Please copy the rows below verbatim, starting with the line that contains "Ground gravel path" and continuing through the line that contains "left=0, top=212, right=253, bottom=276". Omit the pictures from your copy.

--- BEGIN LISTED ENTRIES ---

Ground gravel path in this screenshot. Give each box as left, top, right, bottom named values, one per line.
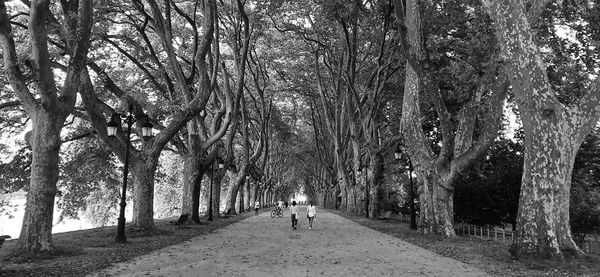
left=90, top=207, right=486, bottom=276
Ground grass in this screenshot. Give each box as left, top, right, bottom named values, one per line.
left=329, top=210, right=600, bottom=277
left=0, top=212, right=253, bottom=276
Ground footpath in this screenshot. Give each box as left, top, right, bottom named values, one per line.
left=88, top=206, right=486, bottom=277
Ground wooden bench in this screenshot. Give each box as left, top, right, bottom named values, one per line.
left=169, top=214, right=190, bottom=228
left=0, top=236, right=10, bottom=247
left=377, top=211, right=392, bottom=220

--- END LISTED ENTRIES ---
--- BEGIN LISTED ENTRIES ---

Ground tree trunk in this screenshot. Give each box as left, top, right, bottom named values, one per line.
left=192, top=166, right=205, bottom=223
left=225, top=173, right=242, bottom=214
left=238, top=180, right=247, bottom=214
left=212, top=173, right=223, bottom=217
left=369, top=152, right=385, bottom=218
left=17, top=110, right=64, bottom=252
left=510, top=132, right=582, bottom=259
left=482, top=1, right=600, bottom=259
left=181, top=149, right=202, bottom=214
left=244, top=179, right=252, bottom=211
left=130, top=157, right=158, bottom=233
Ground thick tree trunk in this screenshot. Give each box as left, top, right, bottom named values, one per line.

--- END LISTED ENTRIES ---

## IN RESPONSE
Ground gravel path in this screenshot. Give each box as left, top, right, bottom named values, one per line.
left=90, top=207, right=486, bottom=276
Ground grass in this screenshot. Give each box as left, top, right, bottom named values, one per line.
left=329, top=210, right=600, bottom=277
left=0, top=212, right=253, bottom=276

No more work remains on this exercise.